把下面这篇讲长非编码 RNA 预测的原文，从"深度学习工具在长非编码 RNA 预测方面表现出色。"一直到"21;21(3):230-241. doi: 10.1093/bfgp/elab045."重新写一遍，并把其中的"University of Turku"改成"图尔库大学"。

所示原文 >>
======
深度学习工具在长非编码 RNA 预测方面表现出色。

Deep learning tools are top performers in long non-coding RNA prediction.

机构信息

Turku Bioscience Centre, University of Turku and Åbo Akademi University, Turku, Finland.

Institute of Biomedicine, University of Turku, Turku, Finland.

出版信息

Brief Funct Genomics. 2022 May 21;21(3):230-241. doi: 10.1093/bfgp/elab045.

DOI:10.1093/bfgp/elab045

PMID:35136929

原文链接:https://pmc.ncbi.nlm.nih.gov/articles/PMC9123429/

Abstract

The increasing amount of transcriptomic data has brought to light vast numbers of potential novel RNA transcripts. Accurately distinguishing novel long non-coding RNAs (lncRNAs) from protein-coding messenger RNAs (mRNAs) has challenged bioinformatic tool developers. Most recently, tools implementing deep learning architectures have been developed for this task, with the potential of discovering sequence features and their interactions still not surfaced in current knowledge. We compared the performance of deep learning tools with other predictive tools that are currently used in lncRNA coding potential prediction. A total of 15 tools representing the variety of available methods were investigated. In addition to known annotated transcripts, we also evaluated the use of the tools in actual studies with real-life data. The robustness and scalability of the tools' performance was tested with varying sized test sets and test sets with different proportions of lncRNAs and mRNAs. In addition, the ease-of-use for each tested tool was scored. Deep learning tools were top performers in most metrics and labelled transcripts similarly with each other in the real-life dataset. However, the proportion of lncRNAs and mRNAs in the test sets affected the performance of all tools. Computational resources were utilized differently between the top-ranking tools, thus the nature of the study may affect the decision of choosing one well-performing tool over another. Nonetheless, the results suggest favouring the novel deep learning tools over other tools currently in broad use.
======
给定数据 >>
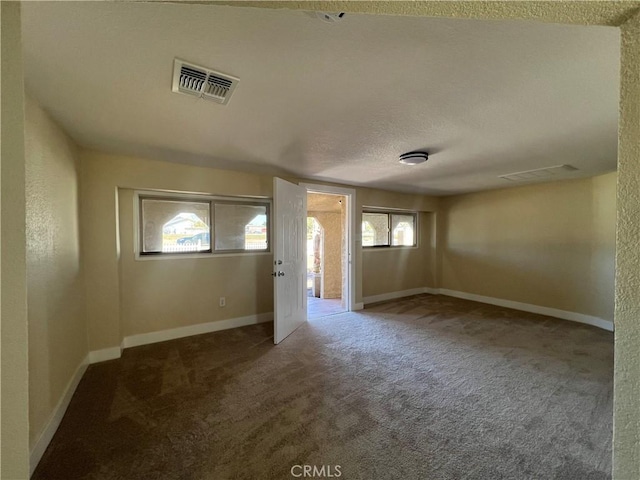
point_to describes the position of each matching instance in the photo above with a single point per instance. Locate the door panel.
(290, 231)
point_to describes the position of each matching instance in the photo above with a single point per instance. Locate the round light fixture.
(414, 158)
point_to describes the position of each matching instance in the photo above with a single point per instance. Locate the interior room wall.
(55, 290)
(389, 270)
(14, 347)
(550, 245)
(163, 295)
(127, 297)
(166, 293)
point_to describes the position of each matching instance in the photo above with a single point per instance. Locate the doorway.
(329, 267)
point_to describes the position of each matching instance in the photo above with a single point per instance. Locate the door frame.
(350, 229)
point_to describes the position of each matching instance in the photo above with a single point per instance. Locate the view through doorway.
(327, 257)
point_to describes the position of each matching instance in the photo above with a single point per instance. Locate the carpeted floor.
(322, 307)
(428, 387)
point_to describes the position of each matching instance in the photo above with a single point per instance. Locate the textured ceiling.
(334, 102)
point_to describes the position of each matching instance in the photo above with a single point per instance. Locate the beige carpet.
(428, 387)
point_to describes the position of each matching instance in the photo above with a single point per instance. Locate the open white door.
(289, 269)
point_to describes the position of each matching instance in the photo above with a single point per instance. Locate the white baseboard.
(172, 334)
(105, 354)
(527, 307)
(56, 417)
(393, 295)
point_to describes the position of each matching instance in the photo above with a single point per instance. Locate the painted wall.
(14, 404)
(388, 270)
(162, 293)
(398, 269)
(551, 245)
(55, 289)
(126, 297)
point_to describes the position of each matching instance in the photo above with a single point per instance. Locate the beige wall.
(125, 296)
(14, 398)
(55, 289)
(130, 297)
(388, 270)
(551, 245)
(626, 448)
(394, 270)
(164, 293)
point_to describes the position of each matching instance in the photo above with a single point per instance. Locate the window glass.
(375, 229)
(175, 226)
(403, 227)
(182, 225)
(240, 227)
(387, 229)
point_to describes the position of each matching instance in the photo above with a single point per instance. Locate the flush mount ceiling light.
(414, 158)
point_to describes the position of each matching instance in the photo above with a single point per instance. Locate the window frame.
(212, 200)
(389, 212)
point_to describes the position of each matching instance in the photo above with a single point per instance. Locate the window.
(185, 225)
(389, 229)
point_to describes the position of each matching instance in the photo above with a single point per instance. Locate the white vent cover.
(202, 82)
(538, 173)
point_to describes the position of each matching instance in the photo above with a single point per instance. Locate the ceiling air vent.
(202, 82)
(539, 173)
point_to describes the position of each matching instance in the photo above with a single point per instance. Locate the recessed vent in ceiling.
(539, 173)
(202, 82)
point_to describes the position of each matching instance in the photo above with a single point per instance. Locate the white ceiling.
(335, 102)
======
练习结果 >>
深度学习工具在长非编码 RNA 预测方面表现出色。

Deep learning tools are top performers in long non-coding RNA prediction.

机构信息

Turku Bioscience Centre, 图尔库大学 and Åbo Akademi University, Turku, Finland.

Institute of Biomedicine, 图尔库大学, Turku, Finland.

出版信息

Brief Funct Genomics. 2022 May 21;21(3):230-241. doi: 10.1093/bfgp/elab045.